+++ DATA SHOWN +++

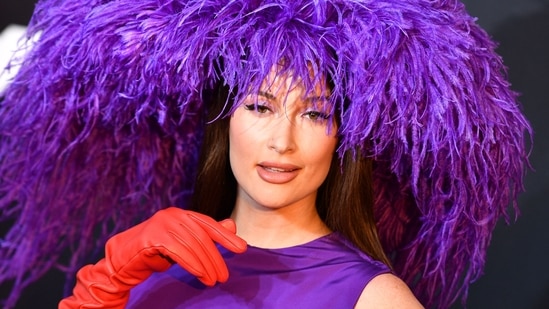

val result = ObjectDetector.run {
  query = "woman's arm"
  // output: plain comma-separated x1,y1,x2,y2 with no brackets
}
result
355,274,423,309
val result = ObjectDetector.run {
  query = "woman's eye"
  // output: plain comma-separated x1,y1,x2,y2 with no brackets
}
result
303,111,330,121
244,104,270,114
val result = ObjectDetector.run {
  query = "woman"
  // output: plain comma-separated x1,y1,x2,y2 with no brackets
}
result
60,68,421,308
0,0,530,308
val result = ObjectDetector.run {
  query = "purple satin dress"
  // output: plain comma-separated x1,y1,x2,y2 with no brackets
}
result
126,233,390,309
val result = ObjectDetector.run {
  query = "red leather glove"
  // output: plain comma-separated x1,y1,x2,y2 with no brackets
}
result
59,207,247,309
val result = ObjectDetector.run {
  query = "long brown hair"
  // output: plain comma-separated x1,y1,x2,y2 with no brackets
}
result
190,83,390,266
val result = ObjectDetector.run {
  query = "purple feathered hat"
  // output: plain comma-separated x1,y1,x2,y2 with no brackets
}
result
0,0,531,308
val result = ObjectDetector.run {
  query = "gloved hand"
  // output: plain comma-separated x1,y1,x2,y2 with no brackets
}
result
59,207,247,309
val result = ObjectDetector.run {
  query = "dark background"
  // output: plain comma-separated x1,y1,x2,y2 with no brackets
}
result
0,0,549,309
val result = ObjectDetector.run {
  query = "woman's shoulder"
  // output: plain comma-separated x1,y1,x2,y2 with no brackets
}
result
355,273,423,309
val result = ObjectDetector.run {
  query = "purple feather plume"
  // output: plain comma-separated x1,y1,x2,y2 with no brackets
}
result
0,0,532,308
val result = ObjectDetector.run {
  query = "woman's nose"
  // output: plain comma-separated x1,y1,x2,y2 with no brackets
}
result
267,115,297,154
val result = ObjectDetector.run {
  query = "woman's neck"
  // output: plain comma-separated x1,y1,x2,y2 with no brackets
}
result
231,199,331,249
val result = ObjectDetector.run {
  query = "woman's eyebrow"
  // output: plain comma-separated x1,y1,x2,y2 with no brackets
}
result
305,96,330,102
257,90,276,100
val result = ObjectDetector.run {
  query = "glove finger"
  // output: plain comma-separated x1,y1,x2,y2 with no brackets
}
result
189,212,248,253
189,213,247,282
173,217,225,285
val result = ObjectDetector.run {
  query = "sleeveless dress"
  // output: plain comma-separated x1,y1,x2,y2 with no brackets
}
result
126,233,390,309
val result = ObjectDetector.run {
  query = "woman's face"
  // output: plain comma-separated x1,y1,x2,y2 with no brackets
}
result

+++

TASK STATEMENT >>
Print all of the rows above verbatim, leaving out the pictures.

EXERCISE RESULT >>
val result = ObjectDetector.run {
  query = "woman's arm"
  // output: plain comma-separated x1,y1,x2,y2 with no brackets
}
result
355,274,423,309
val result = ObjectDetector.run {
  query = "woman's eye"
  // output: plain comma-separated x1,y1,x2,y2 with no brackets
}
result
303,111,330,121
244,104,270,114
val result = ObjectDetector.run {
  query = "woman"
  // output: plain comma-separated x1,y1,x2,y2 with no brackets
}
result
60,68,421,308
0,0,530,308
val result = ObjectDetector.run {
  query = "purple satin dress"
  // output: plain comma-separated x1,y1,x2,y2 with no brackets
}
result
126,233,390,309
val result = ObjectDetector.run {
  query = "red leather glove"
  // output: plain comma-separated x1,y1,x2,y2 with no brackets
}
result
59,207,247,309
val result = ObjectDetector.run {
  query = "long brown hair"
  // output: plain comma-separated x1,y1,x2,y2 with no brackets
}
result
190,83,390,266
val result = ObjectDetector.run {
  query = "purple feathered hat"
  // output: plain comma-separated x1,y1,x2,y2 with no brackets
}
result
0,0,531,308
val result = ObjectDetector.run {
  query = "gloved hand"
  // output: plain comma-separated x1,y1,x2,y2 with no brackets
}
result
59,207,247,309
val result = ObjectDetector.run {
  query = "dark background"
  // output: plain comma-separated x1,y1,x2,y2 with no brackets
}
result
0,0,549,309
val result = ObjectDetector.run {
  query = "woman's shoulder"
  // output: plain comma-separated x1,y1,x2,y2 with no brackets
}
result
355,273,423,309
val result = ObjectDetector.run {
  query = "purple feather plume"
  // output: plain comma-separated x1,y1,x2,y2 with no brackets
}
result
0,0,532,308
val result = ObjectDetector.run {
  query = "woman's nose"
  // output: plain comma-separated x1,y1,x2,y2 with no brackets
}
result
267,115,297,154
val result = ObjectDetector.run {
  query = "woman's neck"
  // output: plain comma-separated x1,y1,x2,y2 with no brackets
}
result
231,199,331,249
val result = ObjectDetector.run {
  query = "woman's eyebrow"
  // output: plain comma-separated x1,y1,x2,y2 with no brackets
}
result
305,96,330,102
257,90,276,100
val result = ObjectDetector.run {
  query = "glove finger"
  // output: plain comma-separated x1,y1,x2,y2 with no brackets
}
result
189,212,248,253
189,213,247,282
173,217,225,285
val result = ObjectDetector.run {
  query = "sleeveless dress"
  // output: plain comma-separated x1,y1,x2,y2 with no brackets
}
result
126,233,390,309
val result = ObjectDetector.run {
  query = "woman's face"
  // output: plain comma-separated x1,y1,x2,y2 with no brackets
}
result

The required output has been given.